### Instruction
Express the items as a JSON list of strings, one string per line with blank lines omitted, starting from the first line of the items and ending with the line that contains "top-left (292, 1), bottom-right (315, 8)", both ends included.

[Rows of box annotation data]
------------------------------------------------------------
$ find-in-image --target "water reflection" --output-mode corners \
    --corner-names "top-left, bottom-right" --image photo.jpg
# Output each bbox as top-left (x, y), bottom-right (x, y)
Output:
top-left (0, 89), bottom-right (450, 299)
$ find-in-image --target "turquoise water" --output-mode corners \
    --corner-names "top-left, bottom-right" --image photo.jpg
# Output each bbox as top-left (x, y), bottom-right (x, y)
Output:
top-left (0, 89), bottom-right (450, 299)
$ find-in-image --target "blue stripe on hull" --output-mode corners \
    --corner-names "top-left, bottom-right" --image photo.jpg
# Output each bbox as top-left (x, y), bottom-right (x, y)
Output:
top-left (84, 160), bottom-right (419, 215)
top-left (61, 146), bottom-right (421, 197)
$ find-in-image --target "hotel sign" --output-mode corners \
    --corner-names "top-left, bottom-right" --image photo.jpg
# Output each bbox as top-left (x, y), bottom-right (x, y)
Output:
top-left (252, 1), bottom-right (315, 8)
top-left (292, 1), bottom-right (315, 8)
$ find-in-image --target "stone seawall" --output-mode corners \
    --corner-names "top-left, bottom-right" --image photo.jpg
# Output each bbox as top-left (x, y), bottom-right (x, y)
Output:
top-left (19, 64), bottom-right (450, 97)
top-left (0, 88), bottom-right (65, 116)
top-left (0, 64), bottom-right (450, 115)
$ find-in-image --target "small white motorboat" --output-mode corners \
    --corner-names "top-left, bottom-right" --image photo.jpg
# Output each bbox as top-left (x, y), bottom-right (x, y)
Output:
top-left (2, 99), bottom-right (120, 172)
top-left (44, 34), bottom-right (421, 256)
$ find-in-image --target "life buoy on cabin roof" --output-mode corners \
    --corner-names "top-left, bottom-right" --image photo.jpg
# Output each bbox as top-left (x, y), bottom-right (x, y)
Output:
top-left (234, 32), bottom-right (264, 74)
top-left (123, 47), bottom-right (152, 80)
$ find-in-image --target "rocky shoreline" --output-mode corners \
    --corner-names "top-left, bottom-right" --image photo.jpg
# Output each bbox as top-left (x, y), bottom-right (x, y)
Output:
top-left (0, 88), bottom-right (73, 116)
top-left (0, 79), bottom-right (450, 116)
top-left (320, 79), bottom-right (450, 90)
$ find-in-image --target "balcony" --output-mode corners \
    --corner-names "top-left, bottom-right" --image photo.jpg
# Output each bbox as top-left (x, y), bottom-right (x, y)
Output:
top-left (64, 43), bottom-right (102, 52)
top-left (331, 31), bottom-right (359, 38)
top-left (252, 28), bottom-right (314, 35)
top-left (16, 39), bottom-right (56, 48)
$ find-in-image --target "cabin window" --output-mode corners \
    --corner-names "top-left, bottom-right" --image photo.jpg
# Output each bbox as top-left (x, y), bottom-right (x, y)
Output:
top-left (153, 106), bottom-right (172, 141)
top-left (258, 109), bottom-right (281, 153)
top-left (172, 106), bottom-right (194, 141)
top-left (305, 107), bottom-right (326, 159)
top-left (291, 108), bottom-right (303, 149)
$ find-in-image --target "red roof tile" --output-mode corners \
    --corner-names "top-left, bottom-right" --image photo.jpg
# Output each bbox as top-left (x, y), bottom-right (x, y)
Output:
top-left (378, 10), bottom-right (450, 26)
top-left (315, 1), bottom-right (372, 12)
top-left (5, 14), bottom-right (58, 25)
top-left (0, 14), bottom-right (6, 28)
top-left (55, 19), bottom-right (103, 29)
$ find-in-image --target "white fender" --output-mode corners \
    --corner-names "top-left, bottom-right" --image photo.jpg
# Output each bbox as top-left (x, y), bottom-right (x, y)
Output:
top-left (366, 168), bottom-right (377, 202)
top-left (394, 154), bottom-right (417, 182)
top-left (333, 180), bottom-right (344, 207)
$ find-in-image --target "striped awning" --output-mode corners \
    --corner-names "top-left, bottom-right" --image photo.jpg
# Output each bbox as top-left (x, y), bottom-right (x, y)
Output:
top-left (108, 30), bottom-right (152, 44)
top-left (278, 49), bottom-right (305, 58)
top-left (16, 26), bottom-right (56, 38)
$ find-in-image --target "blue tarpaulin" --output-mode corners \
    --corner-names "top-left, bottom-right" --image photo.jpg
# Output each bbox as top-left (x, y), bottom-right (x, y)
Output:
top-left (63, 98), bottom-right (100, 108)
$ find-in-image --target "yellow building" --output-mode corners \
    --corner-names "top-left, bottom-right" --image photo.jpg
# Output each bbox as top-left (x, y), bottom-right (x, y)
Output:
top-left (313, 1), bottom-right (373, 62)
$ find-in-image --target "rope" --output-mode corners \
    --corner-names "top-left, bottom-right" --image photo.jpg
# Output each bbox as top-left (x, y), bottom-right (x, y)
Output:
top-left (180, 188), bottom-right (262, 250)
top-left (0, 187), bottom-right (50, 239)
------------------------------------------------------------
### Expected answer
[
  "$ find-in-image --target \"water reflection\" --output-mode corners \\",
  "    --corner-names \"top-left, bottom-right\" --image photo.jpg",
  "# Output each bbox as top-left (x, y), bottom-right (x, y)",
  "Output:",
  "top-left (0, 89), bottom-right (450, 299)",
  "$ find-in-image --target \"turquoise water\" --output-mode corners \\",
  "    --corner-names \"top-left, bottom-right\" --image photo.jpg",
  "# Output each bbox as top-left (x, y), bottom-right (x, y)",
  "Output:",
  "top-left (0, 89), bottom-right (450, 299)",
  "$ find-in-image --target \"blue stripe on hull\" --output-mode corners \\",
  "    --corner-names \"top-left, bottom-right\" --image photo.jpg",
  "# Output each bbox as top-left (x, y), bottom-right (x, y)",
  "Output:",
  "top-left (84, 160), bottom-right (419, 215)",
  "top-left (61, 146), bottom-right (421, 197)",
  "$ find-in-image --target \"hotel sign\" --output-mode corners \\",
  "    --corner-names \"top-left, bottom-right\" --image photo.jpg",
  "# Output each bbox as top-left (x, y), bottom-right (x, y)",
  "Output:",
  "top-left (252, 1), bottom-right (315, 8)",
  "top-left (292, 1), bottom-right (315, 8)"
]